Collection entries:
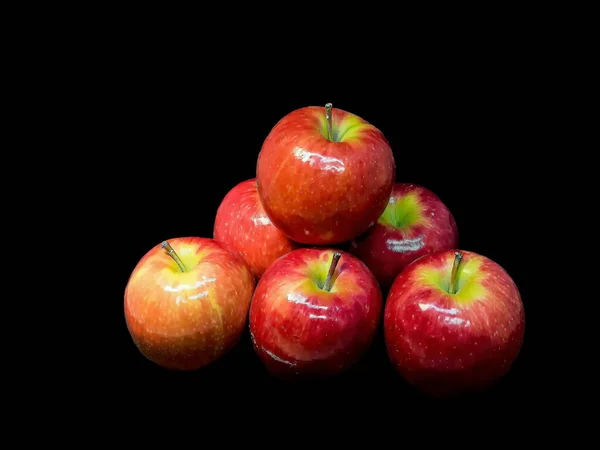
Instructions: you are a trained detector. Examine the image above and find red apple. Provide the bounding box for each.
[384,250,525,396]
[125,237,255,370]
[213,179,297,278]
[350,183,458,289]
[250,248,383,378]
[256,104,396,246]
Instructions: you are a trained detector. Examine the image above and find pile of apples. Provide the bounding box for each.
[124,104,525,395]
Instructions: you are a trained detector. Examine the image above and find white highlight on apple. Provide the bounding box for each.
[261,346,296,367]
[288,292,328,309]
[419,303,459,316]
[308,314,329,320]
[293,147,346,173]
[164,277,217,298]
[385,236,425,253]
[252,216,271,225]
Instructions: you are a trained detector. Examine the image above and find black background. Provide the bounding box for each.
[105,52,540,418]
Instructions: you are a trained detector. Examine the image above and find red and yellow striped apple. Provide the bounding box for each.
[213,179,297,278]
[350,183,458,289]
[384,250,525,396]
[125,237,255,370]
[256,104,396,245]
[250,248,383,378]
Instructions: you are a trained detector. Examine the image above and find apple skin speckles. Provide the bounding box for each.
[384,250,525,396]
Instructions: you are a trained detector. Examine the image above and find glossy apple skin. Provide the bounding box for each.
[256,106,396,246]
[384,251,525,397]
[125,237,255,370]
[250,248,383,379]
[213,178,297,278]
[350,183,458,290]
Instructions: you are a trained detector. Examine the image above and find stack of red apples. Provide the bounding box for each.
[124,104,525,396]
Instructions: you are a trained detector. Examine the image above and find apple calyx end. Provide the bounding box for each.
[448,251,463,295]
[160,241,187,272]
[325,103,335,142]
[323,252,342,292]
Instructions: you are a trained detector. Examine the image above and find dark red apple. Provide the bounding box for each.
[384,250,525,396]
[350,183,458,289]
[250,248,383,378]
[213,179,297,278]
[256,104,396,246]
[124,237,255,370]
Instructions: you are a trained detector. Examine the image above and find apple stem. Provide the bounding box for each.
[450,252,463,294]
[160,241,185,272]
[325,103,333,141]
[323,252,342,292]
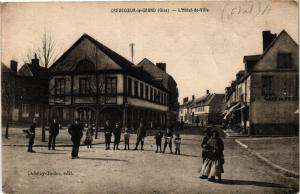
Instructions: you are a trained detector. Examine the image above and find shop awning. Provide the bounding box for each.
[223,103,241,119]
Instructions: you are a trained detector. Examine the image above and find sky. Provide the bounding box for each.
[1,1,298,103]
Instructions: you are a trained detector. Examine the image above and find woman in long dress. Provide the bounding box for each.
[200,130,224,182]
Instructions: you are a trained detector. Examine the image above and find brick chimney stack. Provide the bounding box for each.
[156,63,167,72]
[10,60,18,73]
[262,30,277,51]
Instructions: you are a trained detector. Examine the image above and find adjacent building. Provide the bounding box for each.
[49,34,172,128]
[179,90,225,125]
[1,55,49,124]
[137,58,179,125]
[223,30,299,135]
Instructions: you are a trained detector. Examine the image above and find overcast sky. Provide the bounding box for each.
[1,1,298,103]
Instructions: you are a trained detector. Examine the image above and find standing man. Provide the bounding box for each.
[163,128,173,154]
[104,120,112,150]
[27,118,36,153]
[48,119,59,150]
[68,119,83,159]
[134,121,146,150]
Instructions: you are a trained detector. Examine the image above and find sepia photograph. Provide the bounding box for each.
[0,0,299,194]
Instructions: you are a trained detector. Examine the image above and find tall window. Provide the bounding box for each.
[150,87,153,101]
[145,85,149,100]
[22,104,29,118]
[134,81,139,97]
[105,77,117,104]
[262,76,273,96]
[127,78,132,96]
[79,77,91,94]
[140,82,144,98]
[277,53,293,68]
[55,78,66,95]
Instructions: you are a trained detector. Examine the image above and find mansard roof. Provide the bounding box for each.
[50,34,168,92]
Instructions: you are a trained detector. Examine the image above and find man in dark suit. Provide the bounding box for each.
[68,119,83,159]
[134,121,146,150]
[27,118,36,153]
[48,119,59,150]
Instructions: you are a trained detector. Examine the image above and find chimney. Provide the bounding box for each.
[156,63,167,72]
[263,30,277,51]
[10,60,18,73]
[31,53,39,67]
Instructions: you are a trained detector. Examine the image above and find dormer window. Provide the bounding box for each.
[277,52,293,69]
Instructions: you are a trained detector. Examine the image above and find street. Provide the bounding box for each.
[2,130,299,194]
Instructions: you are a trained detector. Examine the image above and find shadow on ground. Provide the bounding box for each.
[78,157,128,162]
[220,179,293,189]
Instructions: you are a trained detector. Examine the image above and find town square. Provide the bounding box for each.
[1,1,299,194]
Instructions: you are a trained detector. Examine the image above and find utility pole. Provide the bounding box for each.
[129,43,134,64]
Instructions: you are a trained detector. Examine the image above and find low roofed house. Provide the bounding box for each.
[224,30,299,135]
[137,58,179,125]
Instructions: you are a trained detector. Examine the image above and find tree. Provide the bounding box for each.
[1,73,14,138]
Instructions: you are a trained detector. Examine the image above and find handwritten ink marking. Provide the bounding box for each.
[221,1,271,21]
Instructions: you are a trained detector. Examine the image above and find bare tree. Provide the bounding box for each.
[38,31,57,69]
[1,76,14,138]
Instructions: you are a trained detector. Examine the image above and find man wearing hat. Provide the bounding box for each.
[201,127,211,163]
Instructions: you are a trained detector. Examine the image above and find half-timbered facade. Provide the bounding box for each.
[49,34,169,128]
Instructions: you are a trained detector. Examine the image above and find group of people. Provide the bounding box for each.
[27,118,181,159]
[200,128,225,182]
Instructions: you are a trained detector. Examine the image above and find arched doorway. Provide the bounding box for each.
[75,107,96,124]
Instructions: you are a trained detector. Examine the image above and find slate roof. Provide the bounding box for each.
[49,34,168,91]
[18,63,48,79]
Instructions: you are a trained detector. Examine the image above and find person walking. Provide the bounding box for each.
[68,119,83,159]
[114,123,121,150]
[48,118,59,150]
[200,130,224,182]
[84,124,94,148]
[134,121,146,150]
[104,120,112,150]
[201,127,211,163]
[27,118,36,153]
[163,128,173,154]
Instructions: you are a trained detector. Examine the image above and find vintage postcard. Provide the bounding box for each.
[0,0,299,194]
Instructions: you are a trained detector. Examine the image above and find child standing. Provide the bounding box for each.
[155,131,163,153]
[174,133,181,155]
[124,128,130,150]
[85,125,94,148]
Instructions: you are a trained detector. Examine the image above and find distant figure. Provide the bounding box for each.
[27,118,36,153]
[114,123,121,150]
[163,128,173,154]
[134,121,146,150]
[155,131,163,153]
[200,130,224,182]
[201,128,211,163]
[84,124,94,148]
[180,119,184,131]
[68,119,83,159]
[104,120,112,150]
[48,119,59,150]
[174,133,181,155]
[124,128,130,150]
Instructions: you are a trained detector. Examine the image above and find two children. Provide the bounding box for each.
[155,128,181,155]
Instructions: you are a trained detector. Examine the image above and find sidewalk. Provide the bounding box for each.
[236,137,299,177]
[2,127,108,147]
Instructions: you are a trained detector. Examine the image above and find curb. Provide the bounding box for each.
[235,139,299,178]
[2,143,104,147]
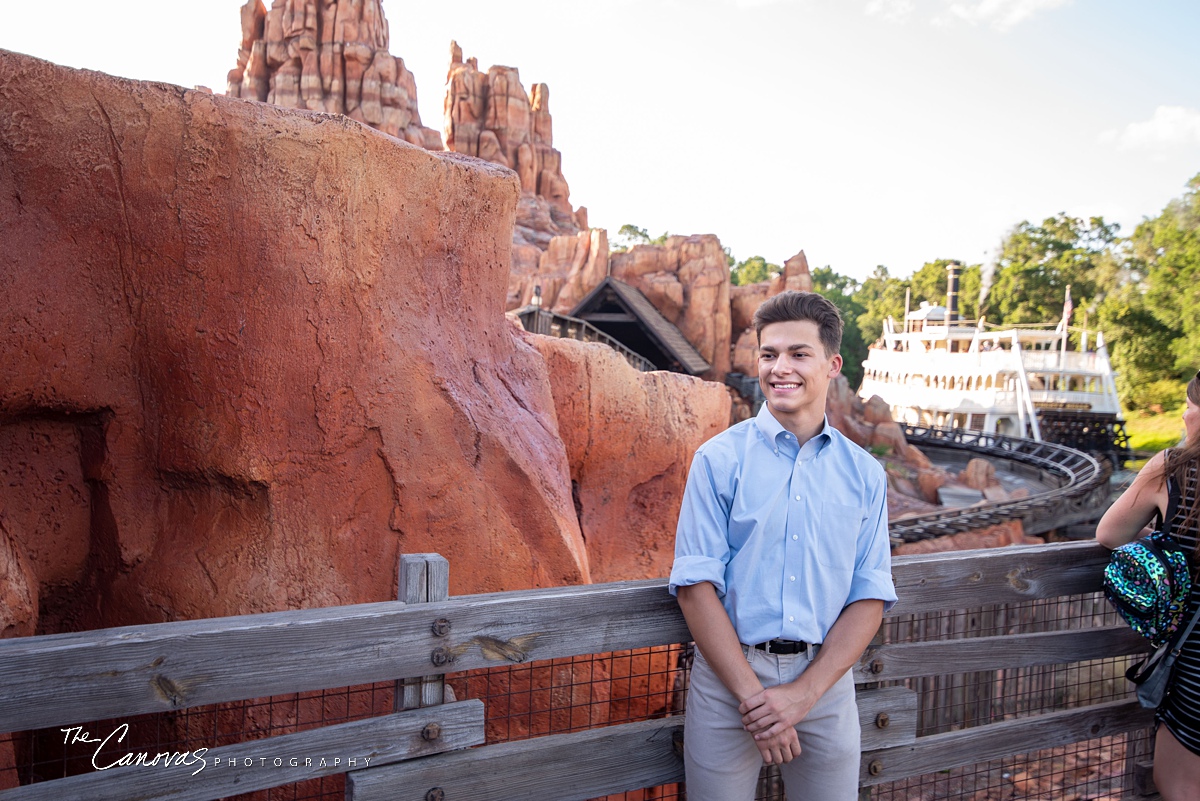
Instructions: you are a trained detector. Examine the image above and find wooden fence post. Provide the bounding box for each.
[396,554,455,711]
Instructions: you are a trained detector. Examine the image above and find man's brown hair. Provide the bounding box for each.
[751,289,845,357]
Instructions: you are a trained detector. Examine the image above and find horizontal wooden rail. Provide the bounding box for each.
[859,700,1153,785]
[854,626,1151,683]
[0,582,689,731]
[346,717,683,801]
[0,700,484,801]
[0,543,1106,731]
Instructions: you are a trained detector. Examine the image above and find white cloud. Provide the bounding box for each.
[866,0,917,23]
[934,0,1073,31]
[1099,106,1200,150]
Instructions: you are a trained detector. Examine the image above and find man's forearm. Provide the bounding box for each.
[676,582,762,701]
[796,600,883,698]
[738,601,883,740]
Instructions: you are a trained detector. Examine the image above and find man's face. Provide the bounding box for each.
[758,320,841,416]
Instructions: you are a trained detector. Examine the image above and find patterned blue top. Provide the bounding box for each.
[671,404,896,644]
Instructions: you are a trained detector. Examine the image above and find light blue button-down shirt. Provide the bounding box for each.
[671,404,896,644]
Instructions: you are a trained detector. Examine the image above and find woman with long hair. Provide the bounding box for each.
[1096,372,1200,801]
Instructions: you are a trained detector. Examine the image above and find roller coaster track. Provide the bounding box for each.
[888,426,1111,542]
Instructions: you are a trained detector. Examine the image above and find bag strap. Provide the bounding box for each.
[1154,476,1182,536]
[1169,594,1200,662]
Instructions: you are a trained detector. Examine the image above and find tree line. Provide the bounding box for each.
[730,174,1200,409]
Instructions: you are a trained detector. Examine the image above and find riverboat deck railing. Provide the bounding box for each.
[0,541,1152,801]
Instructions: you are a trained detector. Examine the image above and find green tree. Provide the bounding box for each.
[979,213,1122,325]
[730,255,782,287]
[812,266,866,389]
[1093,283,1181,409]
[1132,174,1200,375]
[912,259,983,321]
[854,264,908,343]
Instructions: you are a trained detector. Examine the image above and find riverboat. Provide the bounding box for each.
[858,271,1129,468]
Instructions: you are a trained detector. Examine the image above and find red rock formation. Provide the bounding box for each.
[508,228,608,314]
[610,234,731,381]
[0,517,38,639]
[730,251,812,375]
[0,53,600,628]
[528,335,730,582]
[892,520,1045,556]
[227,0,442,150]
[445,42,587,234]
[770,251,812,295]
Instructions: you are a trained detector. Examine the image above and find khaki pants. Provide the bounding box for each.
[684,646,860,801]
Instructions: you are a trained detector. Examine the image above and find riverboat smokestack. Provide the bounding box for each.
[946,261,962,326]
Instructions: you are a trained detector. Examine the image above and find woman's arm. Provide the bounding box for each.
[1096,451,1168,548]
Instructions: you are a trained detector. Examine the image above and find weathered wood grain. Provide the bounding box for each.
[859,700,1153,785]
[0,543,1106,731]
[0,580,689,731]
[888,542,1111,616]
[857,687,917,751]
[854,626,1148,682]
[0,700,484,801]
[346,717,683,801]
[396,554,450,709]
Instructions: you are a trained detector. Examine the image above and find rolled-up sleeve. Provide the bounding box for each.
[668,448,730,596]
[846,478,896,612]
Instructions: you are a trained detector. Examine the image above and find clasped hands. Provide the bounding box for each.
[738,682,817,765]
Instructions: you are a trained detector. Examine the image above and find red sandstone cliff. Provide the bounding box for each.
[226,0,442,150]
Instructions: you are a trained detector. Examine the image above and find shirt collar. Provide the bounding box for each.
[755,403,834,445]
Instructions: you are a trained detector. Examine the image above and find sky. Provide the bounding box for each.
[0,0,1200,281]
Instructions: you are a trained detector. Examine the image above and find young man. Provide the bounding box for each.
[671,291,896,801]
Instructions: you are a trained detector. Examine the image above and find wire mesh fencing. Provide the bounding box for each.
[0,594,1150,801]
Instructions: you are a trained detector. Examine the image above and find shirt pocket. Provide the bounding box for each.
[817,501,864,576]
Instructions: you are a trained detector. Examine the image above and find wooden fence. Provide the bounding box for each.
[0,543,1151,801]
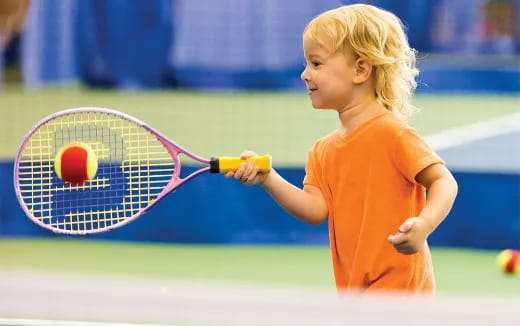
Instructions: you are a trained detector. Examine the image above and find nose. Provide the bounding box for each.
[300,66,309,82]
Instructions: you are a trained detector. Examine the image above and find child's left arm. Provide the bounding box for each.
[388,164,458,255]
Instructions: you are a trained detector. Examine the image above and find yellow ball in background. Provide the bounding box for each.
[54,142,98,185]
[497,249,520,275]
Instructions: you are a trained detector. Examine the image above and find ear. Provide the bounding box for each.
[352,58,372,84]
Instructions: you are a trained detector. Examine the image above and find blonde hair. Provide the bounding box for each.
[303,4,419,121]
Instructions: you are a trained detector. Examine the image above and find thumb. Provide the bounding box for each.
[399,218,415,233]
[240,151,258,160]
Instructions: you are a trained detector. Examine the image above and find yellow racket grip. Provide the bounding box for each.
[209,155,272,173]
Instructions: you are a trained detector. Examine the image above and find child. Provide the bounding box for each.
[226,4,457,295]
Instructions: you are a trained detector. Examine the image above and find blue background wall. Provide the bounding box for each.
[0,162,520,249]
[12,0,520,92]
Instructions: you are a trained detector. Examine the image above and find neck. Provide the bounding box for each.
[338,98,387,134]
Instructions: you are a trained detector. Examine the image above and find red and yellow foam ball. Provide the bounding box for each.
[54,142,98,186]
[497,249,520,275]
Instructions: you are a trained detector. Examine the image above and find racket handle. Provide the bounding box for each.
[210,155,271,173]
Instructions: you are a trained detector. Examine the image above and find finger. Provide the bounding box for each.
[399,219,415,233]
[242,161,255,180]
[397,247,417,255]
[235,162,246,180]
[387,233,408,246]
[246,164,258,183]
[240,150,258,160]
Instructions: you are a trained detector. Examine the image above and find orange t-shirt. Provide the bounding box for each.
[303,112,443,294]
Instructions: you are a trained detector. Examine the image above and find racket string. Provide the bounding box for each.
[18,112,175,233]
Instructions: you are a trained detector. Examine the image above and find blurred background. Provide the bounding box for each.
[0,0,520,320]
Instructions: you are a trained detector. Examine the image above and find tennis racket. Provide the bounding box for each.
[14,108,271,235]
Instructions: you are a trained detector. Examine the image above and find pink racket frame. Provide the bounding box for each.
[14,107,210,234]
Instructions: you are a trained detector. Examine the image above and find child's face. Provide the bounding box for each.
[301,36,355,110]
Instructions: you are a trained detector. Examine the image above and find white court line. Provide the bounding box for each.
[425,112,520,151]
[0,318,172,326]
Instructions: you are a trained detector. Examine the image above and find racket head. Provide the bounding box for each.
[14,108,183,235]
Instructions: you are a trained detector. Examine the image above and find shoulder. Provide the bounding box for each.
[311,130,338,154]
[373,112,420,145]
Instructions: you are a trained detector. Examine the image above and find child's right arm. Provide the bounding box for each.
[226,152,328,225]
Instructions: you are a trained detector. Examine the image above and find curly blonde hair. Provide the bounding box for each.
[303,4,419,121]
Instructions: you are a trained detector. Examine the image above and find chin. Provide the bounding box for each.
[312,102,336,110]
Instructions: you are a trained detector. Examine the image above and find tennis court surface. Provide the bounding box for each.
[0,270,520,326]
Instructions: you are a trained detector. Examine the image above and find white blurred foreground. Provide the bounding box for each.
[0,270,520,326]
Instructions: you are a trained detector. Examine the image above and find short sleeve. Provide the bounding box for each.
[392,129,444,183]
[303,144,321,189]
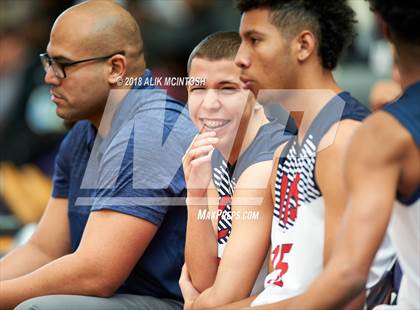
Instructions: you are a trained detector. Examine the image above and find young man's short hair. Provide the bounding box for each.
[236,0,355,70]
[369,0,420,46]
[187,31,241,73]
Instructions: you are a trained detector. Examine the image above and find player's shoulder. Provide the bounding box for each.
[355,111,412,147]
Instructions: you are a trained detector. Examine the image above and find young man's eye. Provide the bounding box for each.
[219,87,239,95]
[250,37,260,45]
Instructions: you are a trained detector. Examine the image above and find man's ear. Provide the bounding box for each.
[295,30,316,62]
[108,54,127,85]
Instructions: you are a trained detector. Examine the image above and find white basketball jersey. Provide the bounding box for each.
[252,93,394,306]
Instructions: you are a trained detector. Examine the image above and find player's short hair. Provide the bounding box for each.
[236,0,356,70]
[369,0,420,46]
[187,31,241,73]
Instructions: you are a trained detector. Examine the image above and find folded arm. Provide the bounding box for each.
[0,210,157,309]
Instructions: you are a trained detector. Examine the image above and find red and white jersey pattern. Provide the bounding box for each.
[252,93,395,306]
[252,135,324,306]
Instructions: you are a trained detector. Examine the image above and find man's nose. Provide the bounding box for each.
[235,43,251,68]
[44,66,61,85]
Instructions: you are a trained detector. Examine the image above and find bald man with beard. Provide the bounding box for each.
[0,1,196,310]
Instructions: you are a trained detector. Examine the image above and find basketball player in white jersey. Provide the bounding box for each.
[180,32,291,309]
[215,0,394,309]
[290,0,420,309]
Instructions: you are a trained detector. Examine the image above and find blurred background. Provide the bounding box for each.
[0,0,399,256]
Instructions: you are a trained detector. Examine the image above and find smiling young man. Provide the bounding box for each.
[215,0,394,309]
[180,32,290,309]
[0,1,196,310]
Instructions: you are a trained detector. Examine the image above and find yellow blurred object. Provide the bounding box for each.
[0,163,52,224]
[0,236,14,254]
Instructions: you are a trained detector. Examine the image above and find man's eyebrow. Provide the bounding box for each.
[243,29,263,37]
[51,56,72,62]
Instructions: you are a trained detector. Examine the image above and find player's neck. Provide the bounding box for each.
[223,106,268,165]
[397,48,420,91]
[290,70,342,141]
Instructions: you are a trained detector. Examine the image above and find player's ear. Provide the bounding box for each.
[295,30,316,62]
[108,54,127,85]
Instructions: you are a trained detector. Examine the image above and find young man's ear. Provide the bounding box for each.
[296,30,316,62]
[108,54,127,85]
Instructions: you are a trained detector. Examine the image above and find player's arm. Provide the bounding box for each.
[0,197,70,281]
[315,120,361,266]
[213,121,359,310]
[290,112,412,309]
[185,161,272,309]
[0,210,157,309]
[183,132,218,292]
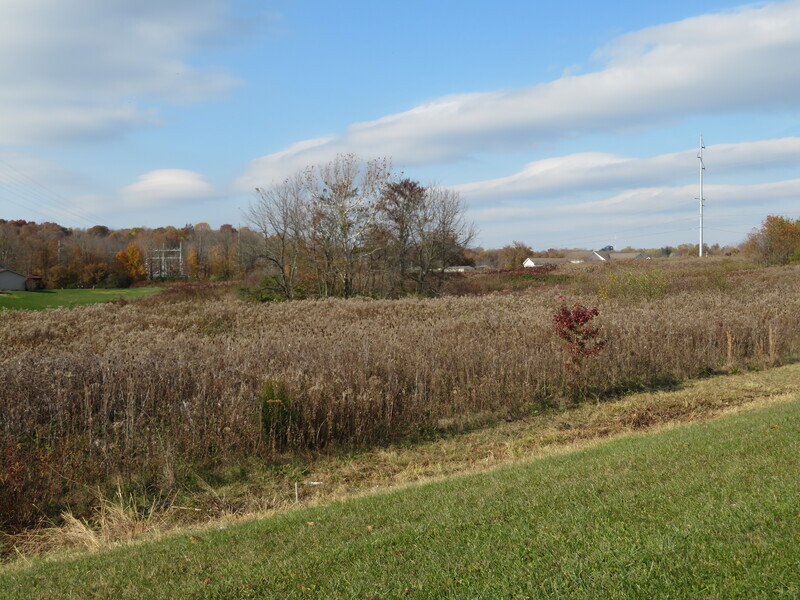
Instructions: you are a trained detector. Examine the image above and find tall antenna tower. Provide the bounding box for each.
[696,133,706,257]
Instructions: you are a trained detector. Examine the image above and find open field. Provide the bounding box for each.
[0,261,800,532]
[0,287,161,310]
[0,392,800,600]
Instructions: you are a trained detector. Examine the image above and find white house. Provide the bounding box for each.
[0,267,25,292]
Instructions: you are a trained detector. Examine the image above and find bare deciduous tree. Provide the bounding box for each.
[306,154,391,297]
[246,174,309,300]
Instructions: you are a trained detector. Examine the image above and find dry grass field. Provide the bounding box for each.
[0,260,800,532]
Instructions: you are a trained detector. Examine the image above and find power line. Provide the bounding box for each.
[0,158,99,225]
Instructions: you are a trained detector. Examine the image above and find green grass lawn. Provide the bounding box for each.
[0,400,800,599]
[0,287,161,310]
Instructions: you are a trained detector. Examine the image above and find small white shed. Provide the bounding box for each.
[0,267,25,292]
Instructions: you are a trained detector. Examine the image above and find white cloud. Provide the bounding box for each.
[454,137,800,205]
[472,179,800,221]
[237,0,800,189]
[114,169,216,210]
[0,0,241,144]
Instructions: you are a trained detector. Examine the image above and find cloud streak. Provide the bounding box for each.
[237,0,800,189]
[454,137,800,206]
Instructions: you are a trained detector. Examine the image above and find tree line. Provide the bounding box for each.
[247,154,474,299]
[0,219,256,288]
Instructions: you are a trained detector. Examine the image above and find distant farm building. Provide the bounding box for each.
[522,250,649,267]
[0,267,25,292]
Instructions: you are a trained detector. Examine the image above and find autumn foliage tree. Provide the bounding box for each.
[116,242,147,281]
[743,215,800,265]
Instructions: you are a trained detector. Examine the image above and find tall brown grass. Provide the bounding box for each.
[0,261,800,531]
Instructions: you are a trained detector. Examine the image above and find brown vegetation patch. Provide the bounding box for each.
[0,261,800,532]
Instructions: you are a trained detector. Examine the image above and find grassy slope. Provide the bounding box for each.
[0,287,161,310]
[0,394,800,598]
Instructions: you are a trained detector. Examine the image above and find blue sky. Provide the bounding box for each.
[0,0,800,249]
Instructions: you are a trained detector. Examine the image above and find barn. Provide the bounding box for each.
[0,267,25,292]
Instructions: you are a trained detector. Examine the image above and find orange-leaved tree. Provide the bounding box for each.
[743,215,800,265]
[116,242,147,281]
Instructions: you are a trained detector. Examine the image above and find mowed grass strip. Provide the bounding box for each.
[0,396,800,599]
[0,287,162,310]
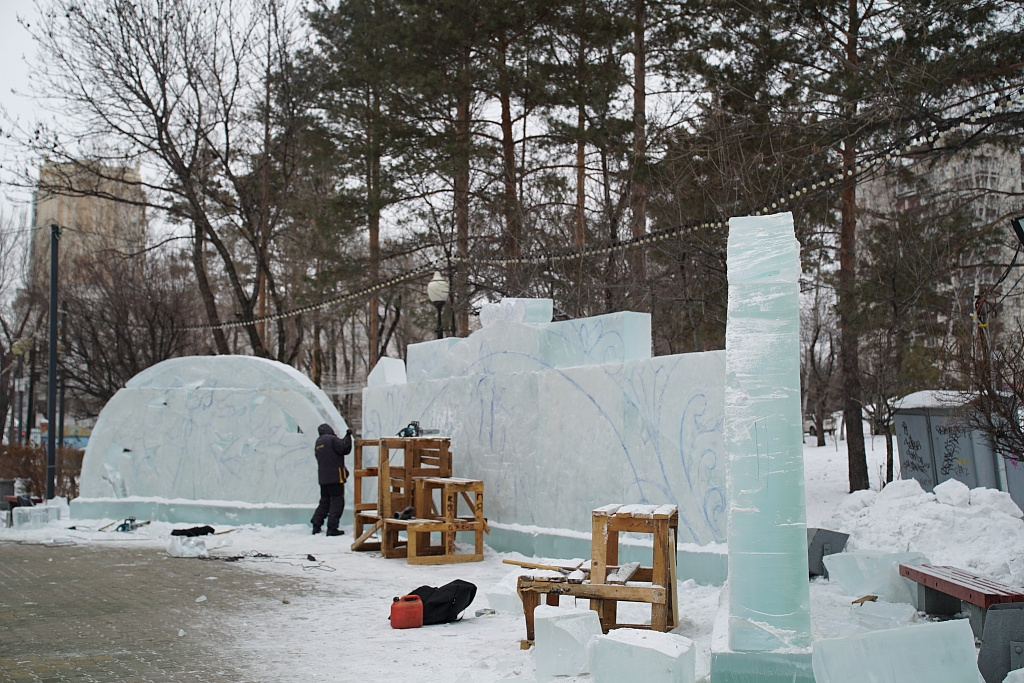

Given exercise.
Please copy out the lines in the records above, from the line containing "find tree. Provide the bounding box for each." through the line containing "[1,76,14,138]", including both of those lines.

Solution.
Instructions: you are a trained detector. Examine the image above and find tree. Provide the bounding box for each.
[1,73,14,138]
Instructions: you are a trained detector. Examine the image above and find handwritten ink marking. Provide the bounding box for each.
[221,1,271,21]
Instructions: you are a trained detector. Examine the image above and find bare tree. Provide the bounding box for each.
[38,31,57,69]
[1,76,14,138]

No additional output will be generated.